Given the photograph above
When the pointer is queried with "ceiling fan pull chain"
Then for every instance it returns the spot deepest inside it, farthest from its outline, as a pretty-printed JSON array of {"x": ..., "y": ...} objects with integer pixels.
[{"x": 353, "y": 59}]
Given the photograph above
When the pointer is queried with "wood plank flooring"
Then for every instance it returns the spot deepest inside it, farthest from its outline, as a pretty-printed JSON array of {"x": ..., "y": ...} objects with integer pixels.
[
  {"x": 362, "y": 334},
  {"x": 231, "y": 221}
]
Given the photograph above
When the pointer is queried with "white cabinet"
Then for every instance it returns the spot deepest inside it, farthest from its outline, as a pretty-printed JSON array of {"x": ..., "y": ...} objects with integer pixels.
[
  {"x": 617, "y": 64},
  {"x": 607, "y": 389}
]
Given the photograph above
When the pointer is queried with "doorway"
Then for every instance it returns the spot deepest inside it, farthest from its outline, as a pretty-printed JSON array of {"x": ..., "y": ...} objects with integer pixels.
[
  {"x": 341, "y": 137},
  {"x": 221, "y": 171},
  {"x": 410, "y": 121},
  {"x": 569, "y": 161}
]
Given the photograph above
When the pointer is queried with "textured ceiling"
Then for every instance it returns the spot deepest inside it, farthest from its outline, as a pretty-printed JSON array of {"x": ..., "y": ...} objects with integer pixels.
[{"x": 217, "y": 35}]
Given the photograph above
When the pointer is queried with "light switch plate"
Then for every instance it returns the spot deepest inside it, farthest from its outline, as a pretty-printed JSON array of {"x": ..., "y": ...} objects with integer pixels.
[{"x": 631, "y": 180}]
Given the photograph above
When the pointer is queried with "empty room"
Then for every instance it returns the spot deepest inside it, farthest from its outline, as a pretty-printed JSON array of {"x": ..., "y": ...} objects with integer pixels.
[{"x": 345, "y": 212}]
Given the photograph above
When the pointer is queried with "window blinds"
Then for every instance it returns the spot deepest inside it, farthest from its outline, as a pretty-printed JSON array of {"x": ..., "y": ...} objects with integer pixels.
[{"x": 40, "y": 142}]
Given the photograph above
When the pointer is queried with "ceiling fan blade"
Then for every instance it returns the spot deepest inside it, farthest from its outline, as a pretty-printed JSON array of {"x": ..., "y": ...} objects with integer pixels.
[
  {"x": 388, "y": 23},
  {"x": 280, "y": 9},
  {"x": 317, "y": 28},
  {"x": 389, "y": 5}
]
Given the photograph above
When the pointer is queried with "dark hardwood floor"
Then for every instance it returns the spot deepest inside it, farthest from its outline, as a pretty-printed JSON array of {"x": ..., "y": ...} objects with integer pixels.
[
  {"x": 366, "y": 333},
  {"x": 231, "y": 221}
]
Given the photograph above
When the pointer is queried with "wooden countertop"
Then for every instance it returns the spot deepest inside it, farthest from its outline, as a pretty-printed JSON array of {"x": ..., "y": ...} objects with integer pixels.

---

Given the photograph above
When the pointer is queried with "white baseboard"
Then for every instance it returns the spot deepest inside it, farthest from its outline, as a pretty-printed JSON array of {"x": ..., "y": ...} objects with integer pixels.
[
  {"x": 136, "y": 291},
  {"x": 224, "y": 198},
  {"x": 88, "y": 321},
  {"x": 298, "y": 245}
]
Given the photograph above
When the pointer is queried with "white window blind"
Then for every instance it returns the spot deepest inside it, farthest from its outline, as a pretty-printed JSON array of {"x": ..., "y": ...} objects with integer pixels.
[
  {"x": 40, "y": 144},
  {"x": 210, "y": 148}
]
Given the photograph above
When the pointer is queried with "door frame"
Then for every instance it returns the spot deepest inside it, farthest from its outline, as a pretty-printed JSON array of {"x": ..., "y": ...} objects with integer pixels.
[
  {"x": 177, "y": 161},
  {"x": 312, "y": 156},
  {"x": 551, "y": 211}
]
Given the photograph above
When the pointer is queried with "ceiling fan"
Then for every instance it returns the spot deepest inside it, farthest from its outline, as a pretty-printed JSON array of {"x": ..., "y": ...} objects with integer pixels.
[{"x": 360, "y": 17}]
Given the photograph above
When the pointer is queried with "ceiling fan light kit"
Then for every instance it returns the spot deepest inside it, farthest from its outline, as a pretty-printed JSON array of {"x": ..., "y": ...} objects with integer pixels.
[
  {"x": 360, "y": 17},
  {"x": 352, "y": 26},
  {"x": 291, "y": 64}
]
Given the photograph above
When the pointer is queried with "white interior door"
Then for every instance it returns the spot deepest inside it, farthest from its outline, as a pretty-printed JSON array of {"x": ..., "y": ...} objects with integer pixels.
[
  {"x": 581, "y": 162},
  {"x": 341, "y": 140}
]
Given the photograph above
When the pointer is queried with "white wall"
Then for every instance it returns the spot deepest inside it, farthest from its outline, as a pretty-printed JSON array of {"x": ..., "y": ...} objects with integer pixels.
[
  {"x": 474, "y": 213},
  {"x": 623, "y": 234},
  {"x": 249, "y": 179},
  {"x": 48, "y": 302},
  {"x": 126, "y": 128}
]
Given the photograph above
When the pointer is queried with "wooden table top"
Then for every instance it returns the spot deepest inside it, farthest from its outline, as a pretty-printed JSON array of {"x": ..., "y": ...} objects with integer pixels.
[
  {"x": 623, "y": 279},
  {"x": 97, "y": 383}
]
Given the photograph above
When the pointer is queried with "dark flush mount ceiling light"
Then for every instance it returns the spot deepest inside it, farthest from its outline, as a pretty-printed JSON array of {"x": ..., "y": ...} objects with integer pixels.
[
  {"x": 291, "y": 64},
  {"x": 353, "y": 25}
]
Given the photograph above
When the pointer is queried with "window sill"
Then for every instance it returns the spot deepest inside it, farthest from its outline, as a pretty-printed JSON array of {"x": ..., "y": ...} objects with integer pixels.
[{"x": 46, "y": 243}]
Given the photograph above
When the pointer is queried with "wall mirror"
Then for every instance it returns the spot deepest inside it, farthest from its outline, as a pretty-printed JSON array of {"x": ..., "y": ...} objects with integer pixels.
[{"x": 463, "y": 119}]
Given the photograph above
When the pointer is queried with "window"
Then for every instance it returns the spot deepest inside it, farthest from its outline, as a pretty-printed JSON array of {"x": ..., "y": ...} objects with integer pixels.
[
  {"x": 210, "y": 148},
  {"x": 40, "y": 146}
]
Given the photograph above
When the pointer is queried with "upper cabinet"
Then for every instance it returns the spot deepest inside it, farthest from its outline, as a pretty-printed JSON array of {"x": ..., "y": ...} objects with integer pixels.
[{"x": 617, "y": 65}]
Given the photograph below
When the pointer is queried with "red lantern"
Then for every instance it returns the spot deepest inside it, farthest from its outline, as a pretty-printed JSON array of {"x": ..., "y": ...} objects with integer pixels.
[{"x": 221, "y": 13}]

- _STATED EXERCISE_
Count the lines in the two blocks above that contain the word "cabinet", treating uppercase and lowercase as different, and give only the number.

- _ANSWER TO THE PROBLEM_
2